— start of Page —

Implicit evidence parameters within context bounds overcome these problems and provide a far more functional approach to solving the same problem.

Thursday 8 September 2011

Learnings From A Scala Project

I’ve recently been working as an associate for Equal Experts. I’ve been part of a successful project to build a digital marketing back-end solution. The project started out life as a JVM project with no particular language choice. We started out with Java and some Groovy. However, the nature of the domain was one that leant itself to functional transformations of data so we started pulling in some Scala code. In the end we were fully implementing in Scala. This post describes the learning gained on this project.

The Project

The project team consisted of five experienced, full-time developers and one part-time developer/scrum master. One of the developers (me) was proficient in Scala development (18 months, part-time) while the others were all new to the language.

The initial project configuration (sprint zero) was based on a previous Java/Groovy project undertaken by Equal Experts. The initial tooling, build and library stack was taken directly from this project with some examples moved from Groovy to Scala. The initial project stack included:

  • Gradle (groovy based build system) with the Scala plugin bolted in
  • IntelliJ IDEA with the Scala plugin
  • Jersey for RESTful web service support
  • Jackson for Json/Domain Object mapping
  • Spring Framework
  • MongoDB with the Java driver

Tooling

The biggest hurdle faced by the project was tooling, specifically tool support for the Scala language. While Scala tooling has come on a huge amount over the last year, it is still far from perfect. The project faced two specific challenges: build tool support and IDE support.

— end of Page —
— start of The input —

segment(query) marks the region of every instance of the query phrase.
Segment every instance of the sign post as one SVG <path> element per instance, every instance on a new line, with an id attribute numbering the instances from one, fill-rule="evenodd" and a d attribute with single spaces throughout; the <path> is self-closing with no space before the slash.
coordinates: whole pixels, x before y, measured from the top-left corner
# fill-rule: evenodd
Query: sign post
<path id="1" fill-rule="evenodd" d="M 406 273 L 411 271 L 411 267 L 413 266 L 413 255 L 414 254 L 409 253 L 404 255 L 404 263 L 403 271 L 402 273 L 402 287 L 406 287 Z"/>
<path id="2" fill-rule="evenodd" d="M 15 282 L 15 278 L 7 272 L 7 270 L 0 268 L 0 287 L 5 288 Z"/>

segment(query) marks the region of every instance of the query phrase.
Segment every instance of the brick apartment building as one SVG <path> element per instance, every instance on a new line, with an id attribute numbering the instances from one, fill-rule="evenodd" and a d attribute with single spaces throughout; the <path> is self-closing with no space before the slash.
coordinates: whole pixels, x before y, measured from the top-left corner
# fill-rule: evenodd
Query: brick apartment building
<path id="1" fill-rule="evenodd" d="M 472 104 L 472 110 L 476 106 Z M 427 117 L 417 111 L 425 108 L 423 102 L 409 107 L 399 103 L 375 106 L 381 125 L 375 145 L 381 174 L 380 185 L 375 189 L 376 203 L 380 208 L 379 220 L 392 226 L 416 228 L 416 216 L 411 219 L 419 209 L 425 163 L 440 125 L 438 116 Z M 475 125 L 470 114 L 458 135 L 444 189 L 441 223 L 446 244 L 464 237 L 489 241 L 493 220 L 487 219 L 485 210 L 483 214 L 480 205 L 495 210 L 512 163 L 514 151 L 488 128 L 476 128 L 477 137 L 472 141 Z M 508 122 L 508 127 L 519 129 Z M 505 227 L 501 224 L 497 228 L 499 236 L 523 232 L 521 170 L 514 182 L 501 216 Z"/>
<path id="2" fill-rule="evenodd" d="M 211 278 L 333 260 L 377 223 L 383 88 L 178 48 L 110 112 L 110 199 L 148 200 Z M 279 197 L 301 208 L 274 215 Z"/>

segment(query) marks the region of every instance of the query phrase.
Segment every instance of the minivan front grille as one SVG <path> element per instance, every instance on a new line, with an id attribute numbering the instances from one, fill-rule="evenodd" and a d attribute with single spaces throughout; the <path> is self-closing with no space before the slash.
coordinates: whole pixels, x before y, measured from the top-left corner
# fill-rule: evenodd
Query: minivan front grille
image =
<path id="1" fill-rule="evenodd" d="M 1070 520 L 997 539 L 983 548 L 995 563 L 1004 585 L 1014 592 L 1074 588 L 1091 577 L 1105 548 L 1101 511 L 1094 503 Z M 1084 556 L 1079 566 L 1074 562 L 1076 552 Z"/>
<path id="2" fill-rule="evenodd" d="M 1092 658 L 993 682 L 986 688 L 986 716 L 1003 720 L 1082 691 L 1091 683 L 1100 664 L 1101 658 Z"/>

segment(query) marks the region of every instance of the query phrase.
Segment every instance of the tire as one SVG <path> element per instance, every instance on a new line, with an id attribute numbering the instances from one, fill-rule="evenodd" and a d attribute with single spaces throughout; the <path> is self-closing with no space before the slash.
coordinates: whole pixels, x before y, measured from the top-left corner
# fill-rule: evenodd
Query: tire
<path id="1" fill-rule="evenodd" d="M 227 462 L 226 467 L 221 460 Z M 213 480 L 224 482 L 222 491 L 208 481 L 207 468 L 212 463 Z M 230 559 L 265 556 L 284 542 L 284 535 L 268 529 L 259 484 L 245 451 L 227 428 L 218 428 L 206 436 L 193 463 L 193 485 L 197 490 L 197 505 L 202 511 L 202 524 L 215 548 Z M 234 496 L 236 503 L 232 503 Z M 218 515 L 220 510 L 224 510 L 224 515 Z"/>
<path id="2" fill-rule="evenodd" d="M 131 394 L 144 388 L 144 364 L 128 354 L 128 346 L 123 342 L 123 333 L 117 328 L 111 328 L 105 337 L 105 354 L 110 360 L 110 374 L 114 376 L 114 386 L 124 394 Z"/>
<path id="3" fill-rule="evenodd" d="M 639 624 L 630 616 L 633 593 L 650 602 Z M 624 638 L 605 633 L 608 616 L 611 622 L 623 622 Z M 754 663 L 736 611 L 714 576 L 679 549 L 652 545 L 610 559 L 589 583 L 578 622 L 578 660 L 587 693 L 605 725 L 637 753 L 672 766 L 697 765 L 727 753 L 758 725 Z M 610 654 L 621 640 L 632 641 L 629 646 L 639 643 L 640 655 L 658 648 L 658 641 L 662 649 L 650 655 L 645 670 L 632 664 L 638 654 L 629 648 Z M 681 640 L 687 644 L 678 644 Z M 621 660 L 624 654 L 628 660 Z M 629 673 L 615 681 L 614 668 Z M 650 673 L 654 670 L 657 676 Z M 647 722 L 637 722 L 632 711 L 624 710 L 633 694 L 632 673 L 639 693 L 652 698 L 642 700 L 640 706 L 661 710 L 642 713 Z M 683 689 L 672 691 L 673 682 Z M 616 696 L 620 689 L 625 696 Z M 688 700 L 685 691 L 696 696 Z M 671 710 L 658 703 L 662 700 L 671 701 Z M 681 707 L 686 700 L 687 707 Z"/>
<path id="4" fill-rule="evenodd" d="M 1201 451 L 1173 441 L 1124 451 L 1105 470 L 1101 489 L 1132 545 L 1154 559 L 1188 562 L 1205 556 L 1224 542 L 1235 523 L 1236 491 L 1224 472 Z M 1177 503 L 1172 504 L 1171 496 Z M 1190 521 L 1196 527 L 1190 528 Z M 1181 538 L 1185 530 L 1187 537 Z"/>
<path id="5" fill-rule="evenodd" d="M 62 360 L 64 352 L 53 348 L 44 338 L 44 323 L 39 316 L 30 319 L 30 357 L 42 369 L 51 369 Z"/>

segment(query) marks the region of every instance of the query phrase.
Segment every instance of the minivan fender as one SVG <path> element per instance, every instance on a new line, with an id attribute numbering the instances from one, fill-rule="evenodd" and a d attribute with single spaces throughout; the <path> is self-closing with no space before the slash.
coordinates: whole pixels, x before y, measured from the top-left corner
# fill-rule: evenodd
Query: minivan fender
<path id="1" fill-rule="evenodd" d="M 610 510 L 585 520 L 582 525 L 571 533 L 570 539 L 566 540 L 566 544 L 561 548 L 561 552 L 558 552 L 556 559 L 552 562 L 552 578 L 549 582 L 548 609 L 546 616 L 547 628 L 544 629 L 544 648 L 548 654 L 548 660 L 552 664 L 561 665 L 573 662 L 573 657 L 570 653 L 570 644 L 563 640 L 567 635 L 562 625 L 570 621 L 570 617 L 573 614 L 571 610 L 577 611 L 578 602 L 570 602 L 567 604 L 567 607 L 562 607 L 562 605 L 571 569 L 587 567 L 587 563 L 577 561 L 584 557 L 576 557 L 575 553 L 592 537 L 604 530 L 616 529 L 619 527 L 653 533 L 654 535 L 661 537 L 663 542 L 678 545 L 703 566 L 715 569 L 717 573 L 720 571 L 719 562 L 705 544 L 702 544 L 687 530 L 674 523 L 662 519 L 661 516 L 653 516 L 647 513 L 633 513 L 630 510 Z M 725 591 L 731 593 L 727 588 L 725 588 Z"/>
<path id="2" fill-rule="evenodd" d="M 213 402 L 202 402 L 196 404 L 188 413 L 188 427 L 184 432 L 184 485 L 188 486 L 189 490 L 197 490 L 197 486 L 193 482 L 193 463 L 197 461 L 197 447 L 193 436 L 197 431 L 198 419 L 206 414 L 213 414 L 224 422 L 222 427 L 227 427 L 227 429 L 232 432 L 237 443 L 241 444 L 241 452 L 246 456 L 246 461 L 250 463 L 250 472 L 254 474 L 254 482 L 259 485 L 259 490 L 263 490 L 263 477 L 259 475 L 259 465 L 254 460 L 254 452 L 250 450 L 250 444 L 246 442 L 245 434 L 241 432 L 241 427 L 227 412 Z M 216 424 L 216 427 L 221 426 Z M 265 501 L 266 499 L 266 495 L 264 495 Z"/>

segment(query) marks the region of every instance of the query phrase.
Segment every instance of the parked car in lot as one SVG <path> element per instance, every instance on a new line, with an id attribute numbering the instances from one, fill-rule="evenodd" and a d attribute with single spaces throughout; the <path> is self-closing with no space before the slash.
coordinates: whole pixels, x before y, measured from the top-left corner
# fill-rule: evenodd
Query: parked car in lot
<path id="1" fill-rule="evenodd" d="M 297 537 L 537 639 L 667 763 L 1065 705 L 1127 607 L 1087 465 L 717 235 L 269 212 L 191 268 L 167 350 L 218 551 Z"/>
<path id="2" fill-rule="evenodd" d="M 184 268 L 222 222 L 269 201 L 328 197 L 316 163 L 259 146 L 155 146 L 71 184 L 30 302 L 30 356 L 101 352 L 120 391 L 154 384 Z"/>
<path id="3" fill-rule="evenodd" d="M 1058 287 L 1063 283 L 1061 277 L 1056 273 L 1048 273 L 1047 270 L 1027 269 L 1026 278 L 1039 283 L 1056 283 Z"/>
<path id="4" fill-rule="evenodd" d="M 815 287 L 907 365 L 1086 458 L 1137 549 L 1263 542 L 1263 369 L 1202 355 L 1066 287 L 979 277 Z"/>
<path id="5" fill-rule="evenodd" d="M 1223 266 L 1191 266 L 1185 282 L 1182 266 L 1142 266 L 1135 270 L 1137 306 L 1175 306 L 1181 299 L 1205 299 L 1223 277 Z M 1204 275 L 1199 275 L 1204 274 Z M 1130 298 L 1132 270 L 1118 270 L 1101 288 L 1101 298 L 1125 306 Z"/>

— end of The input —

**Requirements:**
**1)** List every component of the initial project stack named in the Scala project post.
**2)** Reproduce everything in the rows from the start down to the line containing "15 282 L 15", substituting "street sign" for "sign post" and leaving all else unchanged.
The rows have no connection to the Scala project post.

**Answers to the problems:**
**1)**
- Gradle (groovy based build system) with the Scala plugin bolted in
- IntelliJ IDEA with the Scala plugin
- Jersey for RESTful web service support
- Jackson for Json/Domain Object mapping
- Spring Framework
- MongoDB with the Java driver

**2)**
segment(query) marks the region of every instance of the query phrase.
Segment every instance of the street sign as one SVG <path> element per instance, every instance on a new line, with an id attribute numbering the instances from one, fill-rule="evenodd" and a d attribute with single spaces throughout; the <path> is self-closing with no space before the slash.
coordinates: whole pixels, x before y, measured from the top-left corner
# fill-rule: evenodd
Query: street sign
<path id="1" fill-rule="evenodd" d="M 406 273 L 411 271 L 411 267 L 413 266 L 413 255 L 414 254 L 409 253 L 404 255 L 404 263 L 403 271 L 402 273 L 402 287 L 406 287 Z"/>
<path id="2" fill-rule="evenodd" d="M 15 282 L 15 278 L 7 272 L 7 270 L 0 268 L 0 287 L 5 288 Z"/>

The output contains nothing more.